Arbeitsauftrag 1:
In welchem Film kommt laut dem Interviewauszug der wundersame Vorgarten vor, den AP in die Vorrede einbezogen hat?
Arbeitsauftrag 2:
Übertrage aus dem Interviewauszug wortgetreu alles von „AP: Wenn du“ bis hinunter zu „ihrer Beziehung zueinander.“.
Arbeitsauftrag 3:
Führe alle Personen auf, die im Interviewauszug namentlich genannt werden, ohne die beiden Gesprächspartner DH und AP.

Textauszug:
DH: Max Frisch möchte mit seinen Fragebögen erreichen, dass wir wissen wollen, ob wir Humor haben, wenn wir allein sind. Da du in unserer Vorrede über deine Arbeit für Modell und Ruine den wundersamen Vorgarten in Jacques Tatis Film Mon Oncle mit einbezogen hast, möchte ich gerne wissen, wie es bei dir ist und ob du für oder gegen „Learning From Las Vegas“1 bist.

AP: Wenn du mit „Learning from Las Vegas“ darauf abzielst, ob mich „[d]as Gewöhnliche und die Folklore“ und „die anonyme kommerzielle Architektur“(2) und die oft triviale Formensprache der Massenkultur als wichtige Quelle für meine Arbeit interessiert, dann kann ich deine Frage bejahen. Die Quellen selbst und die Werte aus den Bereichen der Massenkultur sind mir weniger wichtig als die Verarbeitung dieser zu etwas Neuem, so wie das auch Venturi schreibt. Sozusagen interessiert mich eine Überhöhung und Verfremdung des Gesehenen bis in die Absurdität. Mich interessiert dabei auch das scheinbar grundsätzliche Verlangen der Menschen nach kollektiver Sicherheit, dem Vergnügen an Annehmlichkeiten im ästhetischen Sinne. Annehmlichkeiten, die von Dingen ausgehen, die nicht wesentlich sind.Dinge mit ihrer vermeintlich einzig verständlichen Sprache, ihrer Beziehung zueinander.

Bereitgestelltes Material:
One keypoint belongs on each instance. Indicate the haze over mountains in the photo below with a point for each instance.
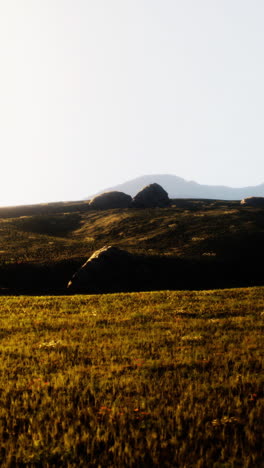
(177, 187)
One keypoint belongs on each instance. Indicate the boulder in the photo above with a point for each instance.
(151, 196)
(111, 269)
(258, 202)
(110, 200)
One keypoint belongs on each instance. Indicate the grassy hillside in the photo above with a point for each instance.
(146, 379)
(43, 245)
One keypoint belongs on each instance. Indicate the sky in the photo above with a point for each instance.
(97, 92)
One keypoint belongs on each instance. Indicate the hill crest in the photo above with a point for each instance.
(177, 187)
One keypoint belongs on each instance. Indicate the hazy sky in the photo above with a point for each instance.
(96, 92)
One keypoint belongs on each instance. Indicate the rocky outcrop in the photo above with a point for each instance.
(151, 196)
(110, 200)
(111, 269)
(257, 202)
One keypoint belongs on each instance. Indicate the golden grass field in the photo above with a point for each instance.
(153, 379)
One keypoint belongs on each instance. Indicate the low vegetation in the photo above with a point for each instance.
(146, 379)
(42, 246)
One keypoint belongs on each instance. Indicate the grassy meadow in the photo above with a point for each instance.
(169, 379)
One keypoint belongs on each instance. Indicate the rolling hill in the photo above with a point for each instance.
(194, 244)
(178, 187)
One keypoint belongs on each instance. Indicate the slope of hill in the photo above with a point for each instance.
(178, 187)
(193, 244)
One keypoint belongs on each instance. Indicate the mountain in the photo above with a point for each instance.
(178, 187)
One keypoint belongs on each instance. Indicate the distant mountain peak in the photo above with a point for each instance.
(177, 187)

Schriftliche Antwort 1:
Es handelt sich um Jacques Tatis Film „Mon Oncle“.

Schriftliche Antwort 2:
AP: Wenn du mit „Learning from Las Vegas“ darauf abzielst, ob mich „[d]as Gewöhnliche und die Folklore“ und „die anonyme kommerzielle Architektur“(2) und die oft triviale Formensprache der Massenkultur als wichtige Quelle für meine Arbeit interessiert, dann kann ich deine Frage bejahen. Die Quellen selbst und die Werte aus den Bereichen der Massenkultur sind mir weniger wichtig als die Verarbeitung dieser zu etwas Neuem, so wie das auch Venturi schreibt. Sozusagen interessiert mich eine Überhöhung und Verfremdung des Gesehenen bis in die Absurdität. Mich interessiert dabei auch das scheinbar grundsätzliche Verlangen der Menschen nach kollektiver Sicherheit, dem Vergnügen an Annehmlichkeiten im ästhetischen Sinne. Annehmlichkeiten, die von Dingen ausgehen, die nicht wesentlich sind.Dinge mit ihrer vermeintlich einzig verständlichen Sprache, ihrer Beziehung zueinander.

Schriftliche Antwort 3:
Max Frisch, Jacques Tati, Venturi